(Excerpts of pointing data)

##############################

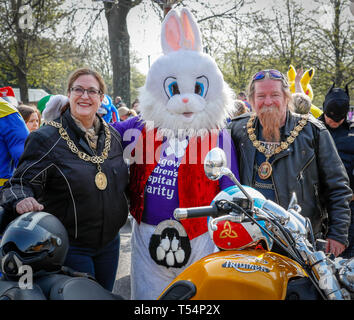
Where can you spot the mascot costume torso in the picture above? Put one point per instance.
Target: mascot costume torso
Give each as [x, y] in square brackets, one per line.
[184, 106]
[306, 87]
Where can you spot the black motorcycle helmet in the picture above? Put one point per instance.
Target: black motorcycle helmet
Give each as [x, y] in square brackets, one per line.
[35, 239]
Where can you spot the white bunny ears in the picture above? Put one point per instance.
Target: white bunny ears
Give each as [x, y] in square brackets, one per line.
[180, 32]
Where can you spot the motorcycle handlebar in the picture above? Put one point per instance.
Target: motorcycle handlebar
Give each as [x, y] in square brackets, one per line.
[196, 212]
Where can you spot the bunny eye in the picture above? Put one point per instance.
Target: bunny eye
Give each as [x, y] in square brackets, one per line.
[201, 86]
[171, 87]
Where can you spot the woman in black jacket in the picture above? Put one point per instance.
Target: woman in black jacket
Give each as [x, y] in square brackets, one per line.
[73, 168]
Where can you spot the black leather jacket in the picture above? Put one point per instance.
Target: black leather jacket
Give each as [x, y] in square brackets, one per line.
[51, 173]
[310, 166]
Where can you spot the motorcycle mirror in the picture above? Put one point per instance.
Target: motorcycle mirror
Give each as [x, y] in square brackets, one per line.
[293, 204]
[215, 163]
[215, 166]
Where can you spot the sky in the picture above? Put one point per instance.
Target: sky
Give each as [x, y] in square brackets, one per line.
[144, 28]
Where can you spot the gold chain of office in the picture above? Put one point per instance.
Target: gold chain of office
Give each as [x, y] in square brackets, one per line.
[100, 178]
[265, 169]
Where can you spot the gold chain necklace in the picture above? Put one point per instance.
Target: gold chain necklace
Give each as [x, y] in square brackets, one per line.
[265, 169]
[100, 178]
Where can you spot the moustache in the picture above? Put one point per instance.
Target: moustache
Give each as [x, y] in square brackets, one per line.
[270, 119]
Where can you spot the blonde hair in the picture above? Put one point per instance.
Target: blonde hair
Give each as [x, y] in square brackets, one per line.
[285, 87]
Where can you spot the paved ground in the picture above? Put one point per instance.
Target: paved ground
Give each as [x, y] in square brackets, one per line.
[122, 284]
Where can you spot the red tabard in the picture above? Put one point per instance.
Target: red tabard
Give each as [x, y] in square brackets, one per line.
[194, 188]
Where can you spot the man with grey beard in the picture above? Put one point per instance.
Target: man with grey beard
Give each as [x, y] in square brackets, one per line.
[280, 152]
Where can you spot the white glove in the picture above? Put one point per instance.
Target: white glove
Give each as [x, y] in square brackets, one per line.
[53, 107]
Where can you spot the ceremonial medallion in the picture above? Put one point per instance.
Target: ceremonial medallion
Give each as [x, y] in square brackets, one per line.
[265, 170]
[101, 180]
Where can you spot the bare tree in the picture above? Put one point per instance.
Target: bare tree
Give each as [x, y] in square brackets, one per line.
[333, 50]
[24, 26]
[116, 13]
[284, 34]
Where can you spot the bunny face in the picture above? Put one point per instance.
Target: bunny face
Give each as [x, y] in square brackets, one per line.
[184, 89]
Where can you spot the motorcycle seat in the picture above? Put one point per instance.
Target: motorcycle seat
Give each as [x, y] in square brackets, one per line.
[64, 287]
[10, 290]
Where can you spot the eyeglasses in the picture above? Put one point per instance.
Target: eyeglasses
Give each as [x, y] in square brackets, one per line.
[273, 74]
[78, 91]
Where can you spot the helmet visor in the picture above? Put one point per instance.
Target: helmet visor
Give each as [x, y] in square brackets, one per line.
[27, 241]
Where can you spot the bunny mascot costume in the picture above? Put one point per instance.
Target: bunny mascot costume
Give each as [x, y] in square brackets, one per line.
[184, 106]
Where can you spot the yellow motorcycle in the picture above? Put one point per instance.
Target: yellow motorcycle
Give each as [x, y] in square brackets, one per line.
[245, 226]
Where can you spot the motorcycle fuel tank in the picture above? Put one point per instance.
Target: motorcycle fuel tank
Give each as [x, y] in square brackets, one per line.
[238, 275]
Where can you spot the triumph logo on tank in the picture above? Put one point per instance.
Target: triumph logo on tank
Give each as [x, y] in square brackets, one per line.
[244, 267]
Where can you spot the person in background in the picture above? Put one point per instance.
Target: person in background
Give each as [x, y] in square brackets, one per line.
[31, 115]
[13, 134]
[336, 108]
[118, 101]
[126, 113]
[242, 96]
[302, 103]
[108, 111]
[135, 106]
[73, 167]
[281, 152]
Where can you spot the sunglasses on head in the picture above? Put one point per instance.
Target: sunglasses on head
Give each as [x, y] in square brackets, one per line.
[273, 74]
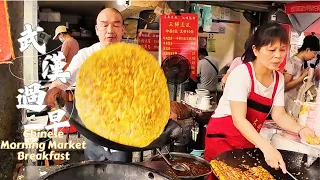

##############################

Could you give the records again from the line with "Where can you spot the sunglasses" up to and including the end of the records, with "on head" changed to "on forehead" and everything else left unchanged? Leave the pictures out of the answer.

◆ SOLUTION
Where can you spot the sunglasses on forehead in the picture above? Put one point per instance.
Target: sunglasses on forehead
Give each as [x, y] in square brackets, one per line.
[273, 74]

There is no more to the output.